Another embodiment provides an electrical distribution system including an electric utility meter. The electric utility meter including an input configured to receive input electricity from an electricity source, a RF communications system, and a controller. The controller includes an electronic processor configured to receive a measurement signal corresponding to the input electricity, initiate, at a first edge of a first PPS signal of the RF communications system, a first counter, and stop, at a first edge of a first sample of the measurement signal, the first counter. The electronic processor is further configured to determine, following stopping the first counter, a first counter value from the first counter, initiate, at a first edge of a second PPS signal of the RF communications system, a second counter, and stop, at a first edge of a second sample of the measurement signal, the second counter. The electronic processor is further configured to determine, following stopping the second counter, a second counter value from the second counter, determine, from the first counter value and the second counter value, an actual sampling frequency of the measurement signal, compare the actual sampling frequency of the measurement signal to a predetermined sampling frequency, and perform a mitigation action in response to determining that the actual sampling frequency differs from the predetermined sampling frequency.

▬▬▬

Exercises to complete:
**a)** In the passage describing the electric utility meter, what leads the electronic processor to perform a mitigation action? Answer in one to three sentences.
**b)** Write the next part of the passage on the electric utility meter, beginning after its final sentence.

▬▬▬

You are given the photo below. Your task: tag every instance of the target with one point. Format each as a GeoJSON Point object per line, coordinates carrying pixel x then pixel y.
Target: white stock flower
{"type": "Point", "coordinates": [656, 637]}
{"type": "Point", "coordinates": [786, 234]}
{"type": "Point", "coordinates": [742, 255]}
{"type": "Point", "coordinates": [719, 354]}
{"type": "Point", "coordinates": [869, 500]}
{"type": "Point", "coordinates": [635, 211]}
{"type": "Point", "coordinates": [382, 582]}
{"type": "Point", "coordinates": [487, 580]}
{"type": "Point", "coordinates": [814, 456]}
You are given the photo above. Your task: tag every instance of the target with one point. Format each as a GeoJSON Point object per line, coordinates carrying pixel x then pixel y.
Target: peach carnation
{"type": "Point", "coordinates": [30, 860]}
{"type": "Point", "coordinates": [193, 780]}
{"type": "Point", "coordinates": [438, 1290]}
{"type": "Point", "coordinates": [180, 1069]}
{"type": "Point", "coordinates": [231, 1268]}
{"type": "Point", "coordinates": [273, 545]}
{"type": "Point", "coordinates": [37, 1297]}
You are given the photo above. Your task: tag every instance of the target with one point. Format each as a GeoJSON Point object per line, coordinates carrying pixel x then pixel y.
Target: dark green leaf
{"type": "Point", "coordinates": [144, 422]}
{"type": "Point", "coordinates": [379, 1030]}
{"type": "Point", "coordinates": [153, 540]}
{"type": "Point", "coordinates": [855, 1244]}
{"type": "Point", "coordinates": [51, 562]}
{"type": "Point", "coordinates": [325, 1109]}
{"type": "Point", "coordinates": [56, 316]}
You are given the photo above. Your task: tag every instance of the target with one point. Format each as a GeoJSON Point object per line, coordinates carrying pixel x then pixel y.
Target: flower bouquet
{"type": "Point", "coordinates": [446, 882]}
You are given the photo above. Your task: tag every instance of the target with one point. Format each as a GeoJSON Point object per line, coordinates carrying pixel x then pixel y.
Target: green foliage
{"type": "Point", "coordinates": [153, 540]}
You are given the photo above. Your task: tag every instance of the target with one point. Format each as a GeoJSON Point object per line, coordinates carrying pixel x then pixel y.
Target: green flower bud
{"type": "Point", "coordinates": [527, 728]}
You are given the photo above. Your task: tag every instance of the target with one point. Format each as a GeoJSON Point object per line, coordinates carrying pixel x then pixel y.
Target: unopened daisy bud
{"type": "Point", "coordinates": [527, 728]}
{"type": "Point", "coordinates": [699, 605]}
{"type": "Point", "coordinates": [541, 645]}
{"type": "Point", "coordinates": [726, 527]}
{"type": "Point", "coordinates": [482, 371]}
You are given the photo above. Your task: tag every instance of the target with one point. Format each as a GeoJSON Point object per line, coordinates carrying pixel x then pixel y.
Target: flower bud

▬▬▬

Answers provided:
**a)** The electronic processor performs a mitigation action in response to determining that the actual sampling frequency of the measurement signal differs from the predetermined sampling frequency. It finds the actual sampling frequency from the first and second counter values and compares it with the predetermined one.

**b)**
Yet another embodiment provides a method of operating an electric utility meter. The method includes receiving, at an input of the electric utility meter, a measurement signal corresponding to an input electricity from an electrical source, initiating, at a first edge of a first PPS signal of an RF communications system, a first counter, and stopping, at a first edge of a first sample of the measurement signal, the first counter. The method further includes determining, following stopping the first counter, a first counter value from the first counter, initiating, at a first edge of a second PPS signal of the RF communications system, a second counter, stopping, at a first edge of a second sample of the measurement signal, the second counter, determining, following stopping the second counter, a second counter value from the second counter, and determining, from the first counter value and the second counter value, an actual sampling frequency of the measurement signal. The method further includes comparing the actual sampling frequency of the measurement signal to a predetermined sampling frequency and performing a mitigation action in response to determining that the actual sampling frequency differs from the predetermined sampling frequency.

Other aspects of the disclosure will become apparent by consideration of the detailed description and accompanying drawings.

BRIEF DESCRIPTION OF THE DRAWINGS

FIG. 1 is a perspective view illustrating an electric according to some embodiments.

FIG. 2 is a block diagram illustrating the electric meter of FIG. 1 according to some embodiments.

FIG. 3 is a schematic circuit diagram of an electrical system including the electric meter of FIG. 1 according to some embodiments.

FIG. 4 is a flowchart illustrating a method of determining and mediating a change in a sampling frequency of the electric meter of FIG. 1 according to some embodiments.

FIG. 5 is a signal over time diagram of a measurement signal and a PPS signal according to some embodiments.

FIG. 6 is a diagram of a frame structure of a measurement signal stored by the electric meter of FIG. 1 according to some embodiments.

FIG. 7 is an electrical distribution network including a plurality of electric meters according to some embodiments.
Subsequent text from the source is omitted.